Never trust a religious psychiatrist

By Dan Lee on November 6, 2009 in The Rabbit Hole

The shooter was first dead and then he was alive and stable.  There were three shooters and then there was one.  The picture gradually clarified into the face of a Palestinian man who is a member of the Muslim faith whose family tried to dissuade him from going into the army.  They had a bad feeling about it.  ”They call us camel jockeys and sand niggers.”

But he went anyway and got through medical school and became a psychiatrist, and then he wanted out, because the deployment to Iraq or Afghanistan caused him a lot of cognitive dissonance.  If he was the object of disrespect because he’s an Arab, and if he doesn’t want to cut himself off from his mythology as an Arab man … well, you get the idea.   Joseph Campbell said that a culture, or civilization, can survive anything except the loss of its underlying myth.  America can survive anything except Americans who can’t tolerate the loss of their previous underlying myth.

In America we make a deal with people.  In exchange for the primacy of the myths they bring with them from  their old world, we give them a new mythology, which can be found at the barber shop.  You get your hair cut according to when you came in. Now men go to salons and have an appointment so the analogy doesn’t hold up so well, but the traditional barber shop was the secret church of the American dream, and it’s alive everywhere you take your number and wait your turn, same as everyone else.  No cutting to the front of the line, even if you’re the archduke.

And all the time,  we’re trying to keep this alive so that we have something real to trade for these other mythologies.  Freedom is an abstract.  To one person freedom means being armed with enough firepower to take out an aviary, while to another it means accepting a high level of violence and homicide in exchange for the support of the munitions manufacturers and their lobbyists.  Sometimes they’re the same person, like Dick Cheney for example.  But having the right of habeas corpus is real, and so is the right to eat lunch without becoming a two dimensional character in somebody else’s ideological nightmare.

________

▶ _Instructions for the task_: Please copy the post starting with "In America we" and going on through "you’re the archduke.", swapping "barber shop" for "corner diner".

________

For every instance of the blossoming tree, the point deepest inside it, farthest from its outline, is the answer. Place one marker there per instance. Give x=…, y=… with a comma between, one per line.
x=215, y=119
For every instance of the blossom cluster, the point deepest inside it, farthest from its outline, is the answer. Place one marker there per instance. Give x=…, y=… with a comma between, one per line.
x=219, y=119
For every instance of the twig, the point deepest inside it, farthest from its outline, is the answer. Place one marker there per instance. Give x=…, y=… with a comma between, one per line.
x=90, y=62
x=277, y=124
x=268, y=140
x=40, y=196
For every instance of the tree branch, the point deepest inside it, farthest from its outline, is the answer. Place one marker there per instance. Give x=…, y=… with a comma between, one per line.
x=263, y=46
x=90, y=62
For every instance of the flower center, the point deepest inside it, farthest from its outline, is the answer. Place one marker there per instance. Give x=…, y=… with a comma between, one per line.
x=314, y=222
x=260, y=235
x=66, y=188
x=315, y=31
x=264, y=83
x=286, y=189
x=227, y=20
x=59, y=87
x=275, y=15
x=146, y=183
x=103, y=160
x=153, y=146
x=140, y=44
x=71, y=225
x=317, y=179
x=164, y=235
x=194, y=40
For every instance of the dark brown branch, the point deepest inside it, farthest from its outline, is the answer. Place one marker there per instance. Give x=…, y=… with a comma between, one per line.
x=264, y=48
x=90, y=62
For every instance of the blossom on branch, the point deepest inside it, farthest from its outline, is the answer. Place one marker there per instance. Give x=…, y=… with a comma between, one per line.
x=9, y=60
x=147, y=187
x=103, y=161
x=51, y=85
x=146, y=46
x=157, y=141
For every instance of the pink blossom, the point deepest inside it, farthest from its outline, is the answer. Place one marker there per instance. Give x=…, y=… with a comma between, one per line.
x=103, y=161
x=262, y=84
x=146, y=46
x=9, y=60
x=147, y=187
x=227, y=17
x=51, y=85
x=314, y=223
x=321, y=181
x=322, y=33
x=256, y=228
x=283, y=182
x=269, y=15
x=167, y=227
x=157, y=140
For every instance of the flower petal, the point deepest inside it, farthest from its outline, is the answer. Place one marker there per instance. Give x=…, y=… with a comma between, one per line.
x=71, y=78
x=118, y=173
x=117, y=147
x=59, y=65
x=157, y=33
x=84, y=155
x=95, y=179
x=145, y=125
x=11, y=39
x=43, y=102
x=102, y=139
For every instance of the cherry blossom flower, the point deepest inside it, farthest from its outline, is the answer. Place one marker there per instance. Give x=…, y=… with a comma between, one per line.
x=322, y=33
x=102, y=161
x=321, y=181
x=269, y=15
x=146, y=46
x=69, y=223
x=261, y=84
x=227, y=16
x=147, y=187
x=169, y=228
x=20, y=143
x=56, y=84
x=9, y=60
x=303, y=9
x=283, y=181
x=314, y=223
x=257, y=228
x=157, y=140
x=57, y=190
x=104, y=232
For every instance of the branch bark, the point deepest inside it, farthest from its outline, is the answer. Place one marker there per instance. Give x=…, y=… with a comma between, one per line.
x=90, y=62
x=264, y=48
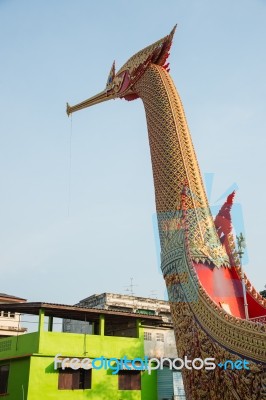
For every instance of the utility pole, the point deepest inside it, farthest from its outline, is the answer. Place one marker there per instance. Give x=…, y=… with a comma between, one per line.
x=240, y=247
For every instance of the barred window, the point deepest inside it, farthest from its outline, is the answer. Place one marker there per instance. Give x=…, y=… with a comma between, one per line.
x=147, y=336
x=4, y=372
x=129, y=380
x=74, y=379
x=160, y=337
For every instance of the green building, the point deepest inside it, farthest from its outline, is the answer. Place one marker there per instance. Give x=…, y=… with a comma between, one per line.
x=56, y=365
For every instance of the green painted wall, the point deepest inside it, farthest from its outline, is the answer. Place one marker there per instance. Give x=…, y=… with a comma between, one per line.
x=74, y=344
x=18, y=378
x=43, y=384
x=38, y=370
x=149, y=385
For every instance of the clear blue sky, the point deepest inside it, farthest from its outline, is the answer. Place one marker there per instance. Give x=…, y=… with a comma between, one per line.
x=60, y=249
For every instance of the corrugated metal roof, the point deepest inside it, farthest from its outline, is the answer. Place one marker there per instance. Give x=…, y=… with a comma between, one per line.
x=74, y=312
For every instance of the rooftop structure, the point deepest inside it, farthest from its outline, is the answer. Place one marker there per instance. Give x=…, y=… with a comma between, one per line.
x=39, y=364
x=10, y=324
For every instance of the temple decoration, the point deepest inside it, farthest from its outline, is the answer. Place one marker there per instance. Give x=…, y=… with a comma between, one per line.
x=198, y=257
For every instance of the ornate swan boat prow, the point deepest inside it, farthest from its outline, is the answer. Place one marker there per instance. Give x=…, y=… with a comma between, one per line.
x=198, y=257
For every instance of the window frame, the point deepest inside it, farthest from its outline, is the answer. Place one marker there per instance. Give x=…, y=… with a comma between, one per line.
x=74, y=379
x=4, y=385
x=129, y=380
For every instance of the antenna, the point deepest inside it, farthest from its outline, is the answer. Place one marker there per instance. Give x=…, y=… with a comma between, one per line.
x=130, y=287
x=154, y=294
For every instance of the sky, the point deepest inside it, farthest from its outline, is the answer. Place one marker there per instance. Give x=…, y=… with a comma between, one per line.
x=77, y=208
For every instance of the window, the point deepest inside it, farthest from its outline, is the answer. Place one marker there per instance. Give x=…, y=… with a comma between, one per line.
x=4, y=372
x=74, y=379
x=129, y=380
x=159, y=337
x=147, y=335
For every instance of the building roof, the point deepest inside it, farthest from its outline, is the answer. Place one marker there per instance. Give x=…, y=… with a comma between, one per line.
x=78, y=313
x=11, y=297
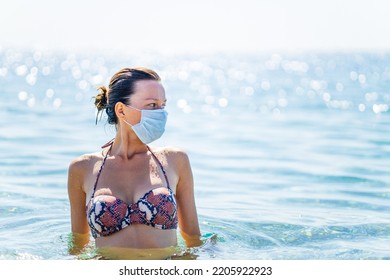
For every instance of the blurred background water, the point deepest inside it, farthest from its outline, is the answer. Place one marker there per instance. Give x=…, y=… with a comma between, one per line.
x=290, y=152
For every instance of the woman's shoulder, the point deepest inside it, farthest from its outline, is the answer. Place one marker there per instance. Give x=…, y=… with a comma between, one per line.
x=84, y=162
x=171, y=151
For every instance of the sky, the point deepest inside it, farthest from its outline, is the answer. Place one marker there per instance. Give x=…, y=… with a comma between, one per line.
x=196, y=26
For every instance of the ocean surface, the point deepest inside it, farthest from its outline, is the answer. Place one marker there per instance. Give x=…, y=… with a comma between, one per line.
x=290, y=152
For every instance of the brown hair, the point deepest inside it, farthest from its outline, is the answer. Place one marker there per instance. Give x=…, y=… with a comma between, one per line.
x=120, y=89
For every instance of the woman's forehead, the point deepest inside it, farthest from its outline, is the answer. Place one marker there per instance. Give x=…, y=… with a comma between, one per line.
x=148, y=89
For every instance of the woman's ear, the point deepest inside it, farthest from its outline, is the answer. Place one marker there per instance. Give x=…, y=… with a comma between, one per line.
x=119, y=109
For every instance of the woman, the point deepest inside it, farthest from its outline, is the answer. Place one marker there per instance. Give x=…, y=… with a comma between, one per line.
x=128, y=194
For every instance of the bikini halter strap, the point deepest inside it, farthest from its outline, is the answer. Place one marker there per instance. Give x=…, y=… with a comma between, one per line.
x=101, y=168
x=109, y=144
x=161, y=166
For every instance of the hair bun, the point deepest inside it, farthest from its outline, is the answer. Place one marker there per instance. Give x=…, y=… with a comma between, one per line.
x=101, y=100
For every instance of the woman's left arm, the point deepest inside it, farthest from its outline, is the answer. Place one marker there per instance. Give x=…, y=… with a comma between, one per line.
x=187, y=214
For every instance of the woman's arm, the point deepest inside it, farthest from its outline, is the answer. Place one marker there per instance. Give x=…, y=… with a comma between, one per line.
x=187, y=214
x=79, y=224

________

▶ _Completed task_:
In America we make a deal with people.  In exchange for the primacy of the myths they bring with them from  their old world, we give them a new mythology, which can be found at the corner diner.  You get your hair cut according to when you came in. Now men go to salons and have an appointment so the analogy doesn’t hold up so well, but the traditional corner diner was the secret church of the American dream, and it’s alive everywhere you take your number and wait your turn, same as everyone else.  No cutting to the front of the line, even if you’re the archduke.